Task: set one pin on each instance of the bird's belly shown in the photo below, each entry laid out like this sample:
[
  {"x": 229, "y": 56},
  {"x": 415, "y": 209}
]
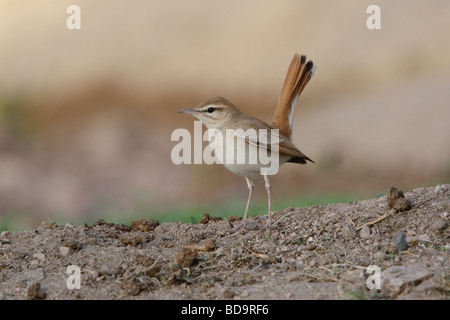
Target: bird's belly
[{"x": 243, "y": 158}]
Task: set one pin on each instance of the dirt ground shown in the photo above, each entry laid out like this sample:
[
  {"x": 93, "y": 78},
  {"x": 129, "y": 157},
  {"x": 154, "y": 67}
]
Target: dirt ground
[{"x": 319, "y": 252}]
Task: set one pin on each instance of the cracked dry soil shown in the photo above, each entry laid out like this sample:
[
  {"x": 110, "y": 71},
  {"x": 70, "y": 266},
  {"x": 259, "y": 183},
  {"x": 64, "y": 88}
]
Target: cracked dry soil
[{"x": 319, "y": 252}]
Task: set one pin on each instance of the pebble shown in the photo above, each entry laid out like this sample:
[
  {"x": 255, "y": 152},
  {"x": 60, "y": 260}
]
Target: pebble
[
  {"x": 380, "y": 255},
  {"x": 400, "y": 242},
  {"x": 66, "y": 251},
  {"x": 423, "y": 237},
  {"x": 348, "y": 232},
  {"x": 36, "y": 274},
  {"x": 365, "y": 232},
  {"x": 39, "y": 255},
  {"x": 439, "y": 225},
  {"x": 5, "y": 234}
]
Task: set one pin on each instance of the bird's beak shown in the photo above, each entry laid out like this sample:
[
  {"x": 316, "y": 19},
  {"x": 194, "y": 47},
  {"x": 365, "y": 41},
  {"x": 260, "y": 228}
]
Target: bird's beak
[{"x": 188, "y": 111}]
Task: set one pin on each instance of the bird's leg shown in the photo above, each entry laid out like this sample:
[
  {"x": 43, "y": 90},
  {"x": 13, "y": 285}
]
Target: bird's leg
[
  {"x": 251, "y": 187},
  {"x": 269, "y": 201}
]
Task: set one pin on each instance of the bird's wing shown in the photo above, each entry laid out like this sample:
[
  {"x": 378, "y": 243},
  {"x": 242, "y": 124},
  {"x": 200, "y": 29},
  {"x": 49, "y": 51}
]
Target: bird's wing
[{"x": 250, "y": 131}]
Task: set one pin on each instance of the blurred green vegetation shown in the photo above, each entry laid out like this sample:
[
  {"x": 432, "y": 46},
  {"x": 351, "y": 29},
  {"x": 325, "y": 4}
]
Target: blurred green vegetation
[
  {"x": 193, "y": 213},
  {"x": 184, "y": 213}
]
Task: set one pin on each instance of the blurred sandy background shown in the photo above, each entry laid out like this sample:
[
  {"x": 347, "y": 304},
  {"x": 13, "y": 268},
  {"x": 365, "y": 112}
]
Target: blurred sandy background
[{"x": 86, "y": 115}]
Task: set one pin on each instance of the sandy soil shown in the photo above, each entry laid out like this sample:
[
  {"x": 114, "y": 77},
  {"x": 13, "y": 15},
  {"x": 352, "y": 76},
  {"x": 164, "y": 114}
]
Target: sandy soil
[{"x": 319, "y": 252}]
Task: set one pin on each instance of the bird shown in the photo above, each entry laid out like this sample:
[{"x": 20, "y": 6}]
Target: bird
[{"x": 220, "y": 116}]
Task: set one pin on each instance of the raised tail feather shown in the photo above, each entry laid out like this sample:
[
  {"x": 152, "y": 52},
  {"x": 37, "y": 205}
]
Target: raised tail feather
[{"x": 298, "y": 75}]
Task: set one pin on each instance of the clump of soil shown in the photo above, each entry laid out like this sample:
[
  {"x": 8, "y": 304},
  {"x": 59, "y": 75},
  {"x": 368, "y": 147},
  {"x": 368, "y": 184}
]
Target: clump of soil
[{"x": 319, "y": 252}]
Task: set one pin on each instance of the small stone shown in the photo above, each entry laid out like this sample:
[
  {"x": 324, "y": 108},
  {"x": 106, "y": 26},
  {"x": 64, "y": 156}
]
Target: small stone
[
  {"x": 34, "y": 292},
  {"x": 439, "y": 225},
  {"x": 186, "y": 257},
  {"x": 438, "y": 190},
  {"x": 400, "y": 242},
  {"x": 251, "y": 225},
  {"x": 40, "y": 256},
  {"x": 397, "y": 201},
  {"x": 365, "y": 232},
  {"x": 380, "y": 255},
  {"x": 66, "y": 251},
  {"x": 36, "y": 274},
  {"x": 228, "y": 294},
  {"x": 5, "y": 234},
  {"x": 69, "y": 226},
  {"x": 348, "y": 232},
  {"x": 396, "y": 278},
  {"x": 423, "y": 238},
  {"x": 73, "y": 243}
]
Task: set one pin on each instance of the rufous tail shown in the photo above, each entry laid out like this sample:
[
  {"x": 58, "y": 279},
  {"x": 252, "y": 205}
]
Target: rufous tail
[{"x": 298, "y": 75}]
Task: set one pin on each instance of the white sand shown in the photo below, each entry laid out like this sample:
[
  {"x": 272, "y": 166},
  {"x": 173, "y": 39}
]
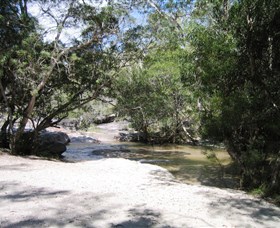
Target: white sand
[{"x": 118, "y": 193}]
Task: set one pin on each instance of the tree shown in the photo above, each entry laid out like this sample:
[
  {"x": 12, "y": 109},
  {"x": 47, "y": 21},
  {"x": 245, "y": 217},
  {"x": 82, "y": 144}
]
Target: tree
[
  {"x": 237, "y": 64},
  {"x": 56, "y": 77}
]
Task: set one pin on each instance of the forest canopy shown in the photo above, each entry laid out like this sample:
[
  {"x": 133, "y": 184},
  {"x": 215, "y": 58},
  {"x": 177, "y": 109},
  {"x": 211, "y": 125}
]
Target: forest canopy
[{"x": 181, "y": 71}]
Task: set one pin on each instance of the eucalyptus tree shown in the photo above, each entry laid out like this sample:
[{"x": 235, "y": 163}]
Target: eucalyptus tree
[
  {"x": 51, "y": 73},
  {"x": 236, "y": 51}
]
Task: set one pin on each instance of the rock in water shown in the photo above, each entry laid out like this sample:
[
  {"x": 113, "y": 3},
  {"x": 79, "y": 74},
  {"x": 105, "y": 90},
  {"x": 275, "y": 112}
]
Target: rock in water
[
  {"x": 54, "y": 137},
  {"x": 52, "y": 144}
]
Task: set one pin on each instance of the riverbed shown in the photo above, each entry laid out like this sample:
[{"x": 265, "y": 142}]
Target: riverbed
[{"x": 188, "y": 164}]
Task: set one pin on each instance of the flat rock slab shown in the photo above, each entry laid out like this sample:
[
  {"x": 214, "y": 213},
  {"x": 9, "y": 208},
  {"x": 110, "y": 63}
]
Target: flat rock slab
[{"x": 118, "y": 193}]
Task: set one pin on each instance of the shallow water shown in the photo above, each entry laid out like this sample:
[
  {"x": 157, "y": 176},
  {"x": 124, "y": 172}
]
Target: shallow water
[{"x": 188, "y": 164}]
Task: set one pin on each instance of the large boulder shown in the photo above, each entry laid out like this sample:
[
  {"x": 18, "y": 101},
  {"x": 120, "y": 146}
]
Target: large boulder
[
  {"x": 54, "y": 137},
  {"x": 52, "y": 144}
]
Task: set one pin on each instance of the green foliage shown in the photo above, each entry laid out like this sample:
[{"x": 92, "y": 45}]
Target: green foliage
[
  {"x": 237, "y": 64},
  {"x": 154, "y": 98}
]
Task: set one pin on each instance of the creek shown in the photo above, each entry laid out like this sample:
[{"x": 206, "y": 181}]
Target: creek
[{"x": 188, "y": 164}]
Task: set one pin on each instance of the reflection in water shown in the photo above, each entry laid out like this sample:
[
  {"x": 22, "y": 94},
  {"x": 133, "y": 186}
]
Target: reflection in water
[{"x": 187, "y": 163}]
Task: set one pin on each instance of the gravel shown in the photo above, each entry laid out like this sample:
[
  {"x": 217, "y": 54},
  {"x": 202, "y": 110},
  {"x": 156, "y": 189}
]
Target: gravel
[{"x": 118, "y": 193}]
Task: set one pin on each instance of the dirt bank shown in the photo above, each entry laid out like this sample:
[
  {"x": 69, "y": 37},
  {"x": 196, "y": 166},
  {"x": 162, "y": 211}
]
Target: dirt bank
[{"x": 118, "y": 193}]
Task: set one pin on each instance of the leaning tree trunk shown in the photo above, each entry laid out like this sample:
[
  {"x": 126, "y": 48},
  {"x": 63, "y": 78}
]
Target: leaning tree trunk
[{"x": 4, "y": 141}]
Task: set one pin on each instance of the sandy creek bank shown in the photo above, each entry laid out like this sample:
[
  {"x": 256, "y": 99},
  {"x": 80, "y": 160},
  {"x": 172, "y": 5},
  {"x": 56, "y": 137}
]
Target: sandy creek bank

● ● ● ●

• Written instruction
Give back exactly the lines from the line containing "Task: set one pin on each instance of the shallow" to the end of the entries, and no other lines.

• Answer to the exercise
Task: set one pin on each instance of the shallow water shown in the photo above, each entry laid out like this sample:
[
  {"x": 157, "y": 176},
  {"x": 124, "y": 172}
]
Target: shallow water
[{"x": 188, "y": 164}]
Task: set one pin on each instance of the large boulder shown in the photo above, each entry laid out like this sample:
[
  {"x": 18, "y": 101},
  {"x": 120, "y": 146}
]
Target: large boulder
[
  {"x": 54, "y": 137},
  {"x": 52, "y": 144}
]
Task: set one pin on each instance of the green foliage shown in the photo above, each entry laid out like this sample:
[{"x": 92, "y": 45}]
Target: green foliage
[
  {"x": 237, "y": 64},
  {"x": 154, "y": 98}
]
Task: set one pin on each instance of the creek shown in the photo above, each entry laid out like this sample:
[{"x": 206, "y": 181}]
Target: creek
[{"x": 188, "y": 164}]
Task: set one pin on each instance of the reflection in water shown in the photo above, each entry laid out like this sample:
[
  {"x": 22, "y": 94},
  {"x": 133, "y": 186}
]
Target: reflection in water
[{"x": 187, "y": 163}]
Task: set one pin on each instance of the gravel shown in the photo above, each entry laid out like this sample:
[
  {"x": 217, "y": 54},
  {"x": 202, "y": 110},
  {"x": 156, "y": 189}
]
Target: gravel
[{"x": 118, "y": 193}]
Task: set one pin on each instance of the dirt bank shown in the photo above, each entry laid out like this sample:
[
  {"x": 69, "y": 37},
  {"x": 196, "y": 166},
  {"x": 162, "y": 211}
]
Target: dirt bank
[{"x": 118, "y": 193}]
Task: set one pin on each instance of the leaning tree trunk shown in the photo above, each entry laid out like this sample:
[
  {"x": 126, "y": 48},
  {"x": 63, "y": 78}
]
Target: leaning tree trunk
[{"x": 4, "y": 141}]
Task: set one pin on each instance of the sandy creek bank shown in the photo above, each entry laid out like this sample:
[
  {"x": 256, "y": 99},
  {"x": 80, "y": 160},
  {"x": 172, "y": 5},
  {"x": 56, "y": 137}
]
Target: sandy creek bank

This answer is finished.